— DOCUMENT —
Single by Depeche Mode

from the album Black Celebration
- B-side: "Black Celebration" (live)
- Released: 11 August 1986
- Recorded: November 1985 – February 1986
- Studio: Westside (London); Hansa Mischraum (Berlin);
- Genre: Synth-pop; industrial;
- Length: 4:04 (7″ single version); 6:38 (12″ version);
- Label: Mute
- Songwriter: Martin L. Gore
- Producers: Depeche Mode; Gareth Jones; Daniel Miller;

Depeche Mode singles chronology
| "A Question of Lust" (1986) | "A Question of Time" (1986) | "But Not Tonight" (1986) |

Music video
- "A Question of Time" on YouTube

= A Question of Time =

"A Question of Time" is a song by the English electronic band Depeche Mode, released on 11 August 1986 in the UK as the third and final single from their fifth studio album, Black Celebration, following the similarly titled "A Question of Lust".

The single was a top 20 hit in several European countries. The accompanying music video was the beginning of a long collaboration between Depeche Mode and Anton Corbijn.

==Background and recording==
Depeche Mode had entered the studio to record tracks for their album Black Celebration in November 1985, with recording of all album tracks starting at Westside Studios in London and final production and mixing moving to Hansa Studios in West Berlin by early 1986.

==Release and promotion==
Depeche Mode released Black Celebration in mid-March 1986, and "A Question of Time" was the album's third and final single, released on 11 August 1986 by Mute Records in the US, Intercord Records in West Germany, and Sire Records in the US.

In the UK, commercial releases included a 7", a 12" and a limited 12" vinyl single, given catalogue numbers 7BONG12, 12BONG12 and L12BONG12, respectively. Mute also released the 7" and both 12" singles promotionally, with a unique mix on the 7" release. In West Germany, Intercord Records released initial pressings of the 7" on red vinyl with catalogue number INT 111.841, as well as 12" and limited 12" releases that mirrored the UK release. In addition, Dischi Ricordi released a rare promotional 7" in Italy (catalogue number BONG12) that included a unique cover. After Black Celebrations first two singles, "Stripped" and "A Question of Lust", both featured black as the dominant color of its cover art, the 12" releases of "A Question of Time" got "optimistic" white covers.

Music producer Phil Harding remixed "A Question of Time" for the 12" single, and the B-side to both 12" releases were tracks recorded on 10 April 1986 in Birmingham, England, while the band was supporting the album with their Black Celebration Tour.

===Music video===
The music video for "A Question of Time" is the first Depeche Mode video to be directed by Anton Corbijn. Shot in Los Angeles in black and white and inspired by road movies, the video marked the beginning of a relationship that allowed Depeche Mode to craft the image they wanted. Said Alan Wilder later, "it wasn’t until Anton got involved in 1986, that we realised we could take more control over the cohesive image of the group." Corbijn had photographed the band back in 1981 for NME, and they had approached him to direct some of their music videos earlier in their career, but Corbijn had turned them down, saying "I didn't like their music much. They were kind of a teen band, and I was into serious music back then." The band liked Corbijn's video shoots because they were more intimate, sometimes just Corbijn and the band instead of having large video crews like their earlier videos. The whole band participated in a half day of shooting for the video, but when that wasn't enough, Wilder alone came back from a second day of shooting, which is why he is more prominent in the final product.

(Detection examples)

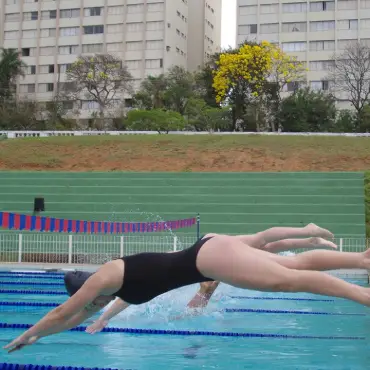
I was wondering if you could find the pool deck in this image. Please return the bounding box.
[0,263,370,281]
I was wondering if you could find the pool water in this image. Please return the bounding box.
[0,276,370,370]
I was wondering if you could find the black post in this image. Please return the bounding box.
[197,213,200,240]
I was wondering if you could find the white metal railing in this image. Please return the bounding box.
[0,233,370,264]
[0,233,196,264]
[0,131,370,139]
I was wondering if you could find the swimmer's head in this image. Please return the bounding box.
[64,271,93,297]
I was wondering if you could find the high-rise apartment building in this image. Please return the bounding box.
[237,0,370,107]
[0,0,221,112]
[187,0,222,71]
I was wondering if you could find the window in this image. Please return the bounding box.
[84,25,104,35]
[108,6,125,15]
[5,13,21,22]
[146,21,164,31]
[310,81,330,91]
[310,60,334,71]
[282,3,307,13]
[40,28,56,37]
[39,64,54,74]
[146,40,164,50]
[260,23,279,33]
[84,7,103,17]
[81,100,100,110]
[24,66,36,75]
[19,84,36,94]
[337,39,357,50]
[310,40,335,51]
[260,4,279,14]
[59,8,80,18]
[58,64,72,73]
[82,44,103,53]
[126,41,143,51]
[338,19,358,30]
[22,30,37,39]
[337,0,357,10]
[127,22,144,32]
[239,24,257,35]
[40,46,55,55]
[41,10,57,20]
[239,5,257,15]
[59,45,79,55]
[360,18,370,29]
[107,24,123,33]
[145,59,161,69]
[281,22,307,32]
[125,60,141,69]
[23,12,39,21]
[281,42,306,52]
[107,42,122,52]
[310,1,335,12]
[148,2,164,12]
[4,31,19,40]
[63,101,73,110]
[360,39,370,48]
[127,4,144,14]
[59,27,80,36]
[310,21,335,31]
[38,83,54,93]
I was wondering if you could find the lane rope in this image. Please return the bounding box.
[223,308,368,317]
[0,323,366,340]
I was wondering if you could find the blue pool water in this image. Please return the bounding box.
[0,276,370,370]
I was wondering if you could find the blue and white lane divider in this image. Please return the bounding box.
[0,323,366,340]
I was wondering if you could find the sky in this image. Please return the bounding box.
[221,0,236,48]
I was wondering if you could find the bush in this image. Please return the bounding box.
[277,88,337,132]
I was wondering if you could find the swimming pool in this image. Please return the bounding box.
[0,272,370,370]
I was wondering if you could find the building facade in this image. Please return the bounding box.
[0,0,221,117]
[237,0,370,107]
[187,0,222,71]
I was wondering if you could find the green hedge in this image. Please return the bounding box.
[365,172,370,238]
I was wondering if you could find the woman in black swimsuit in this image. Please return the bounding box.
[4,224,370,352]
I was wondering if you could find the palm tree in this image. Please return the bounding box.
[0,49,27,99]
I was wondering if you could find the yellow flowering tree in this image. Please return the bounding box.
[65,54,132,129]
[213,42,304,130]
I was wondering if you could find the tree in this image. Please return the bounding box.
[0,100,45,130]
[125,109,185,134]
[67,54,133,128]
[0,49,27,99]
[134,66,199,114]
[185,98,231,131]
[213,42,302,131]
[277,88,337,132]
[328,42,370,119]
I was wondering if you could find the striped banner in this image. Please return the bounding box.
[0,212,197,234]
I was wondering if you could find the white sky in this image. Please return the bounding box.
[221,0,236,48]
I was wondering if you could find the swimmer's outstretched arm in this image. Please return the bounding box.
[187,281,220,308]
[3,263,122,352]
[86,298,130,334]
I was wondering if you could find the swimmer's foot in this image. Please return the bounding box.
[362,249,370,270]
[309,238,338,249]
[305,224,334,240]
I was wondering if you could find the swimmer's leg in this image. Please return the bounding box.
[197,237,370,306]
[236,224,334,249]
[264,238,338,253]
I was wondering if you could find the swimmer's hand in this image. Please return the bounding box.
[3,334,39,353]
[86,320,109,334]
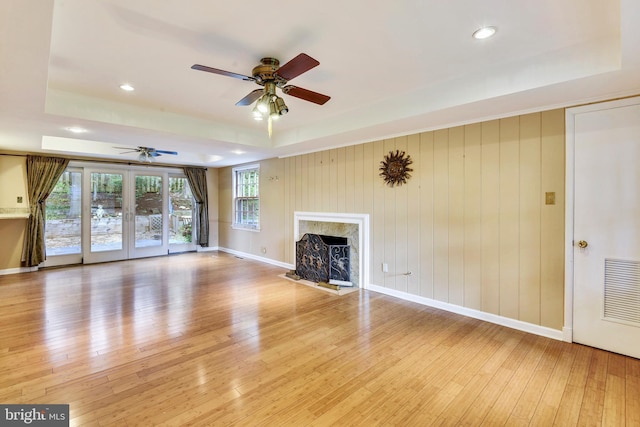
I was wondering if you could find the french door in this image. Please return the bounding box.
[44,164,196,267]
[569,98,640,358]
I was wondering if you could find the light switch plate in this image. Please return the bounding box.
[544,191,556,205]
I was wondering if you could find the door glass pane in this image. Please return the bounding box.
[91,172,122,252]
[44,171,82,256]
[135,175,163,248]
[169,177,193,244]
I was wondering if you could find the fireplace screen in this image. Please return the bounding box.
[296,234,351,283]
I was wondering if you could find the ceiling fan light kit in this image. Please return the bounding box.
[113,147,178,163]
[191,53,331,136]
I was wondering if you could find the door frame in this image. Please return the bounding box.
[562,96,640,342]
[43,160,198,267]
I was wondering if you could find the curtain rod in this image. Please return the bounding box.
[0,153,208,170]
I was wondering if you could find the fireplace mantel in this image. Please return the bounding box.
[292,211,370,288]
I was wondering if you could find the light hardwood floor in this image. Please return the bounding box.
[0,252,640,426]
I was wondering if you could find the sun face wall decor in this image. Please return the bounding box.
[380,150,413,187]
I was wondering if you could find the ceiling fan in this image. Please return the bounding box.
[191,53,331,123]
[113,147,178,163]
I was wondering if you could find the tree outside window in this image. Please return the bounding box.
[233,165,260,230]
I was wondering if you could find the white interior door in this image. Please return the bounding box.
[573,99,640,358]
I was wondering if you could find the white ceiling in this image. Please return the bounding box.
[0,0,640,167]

— WHAT TO DO —
[1] Retype the part of the Depeche Mode song article that begins at the words "The single was" and stops after the words "by early 1986.", keeping every word unchanged.
[2] Extend the Depeche Mode song article, picking up right after its last sentence.
The items were taken from a different source than the Depeche Mode song article.

— ANSWERS PROVIDED —
[1]
The single was a top 20 hit in several European countries. The accompanying music video was the beginning of a long collaboration between Depeche Mode and Anton Corbijn.

==Background and recording==
Depeche Mode had entered the studio to record tracks for their album Black Celebration in November 1985, with recording of all album tracks starting at Westside Studios in London and final production and mixing moving to Hansa Studios in West Berlin by early 1986.

[2]
The video was later included on the video collection Strange, The Videos 86>98, the DVD of The Best of Depeche Mode Volume 1 and on Video Singles Collection.

==Critical reception==
When reviewing the single, Lesley O'Toole of Record Mirror said the song is "not quite as alluring as 'A Question of Lust', but the rabid, sequenced throb is better programmed for radioland".

==Other releases==
Remixes of "A Question of Time" have appeared on various best-of compilations, The Singles 86–98 (1998) and Remixes 2: 81–11 (2011). Live versions appear on 101 (1989), and releases of Recording the Angel (2006) and Recording the Universe (2010).

==Track listings==
All tracks written by Martin L. Gore.

===7″: Mute / 7Bong12 (UK)===
1. "A Question of Time" (remix) – 4:04 (remixed by Phil Harding)
2. "Black Celebration" (live) – 6:05

===12″: Mute / 12Bong12 (UK)===
1. "A Question of Time" (extended remix) – 6:38 (remixed by Phil Harding)
2. "Black Celebration" (live) – 6:05
3. "Something to Do" (live) – 3:50
4. "Stripped" (live) – 6:21

===12″: Mute / L12Bong12 (UK)===
1. "A Question of Time" (New Town mix) – 6:59 (remixed by Rico Conning)
2. "A Question of Time" (live remix) – 4:10
3. "Black Celebration" (Black Tulip mix) – 6:32 (remixed by Rico Conning)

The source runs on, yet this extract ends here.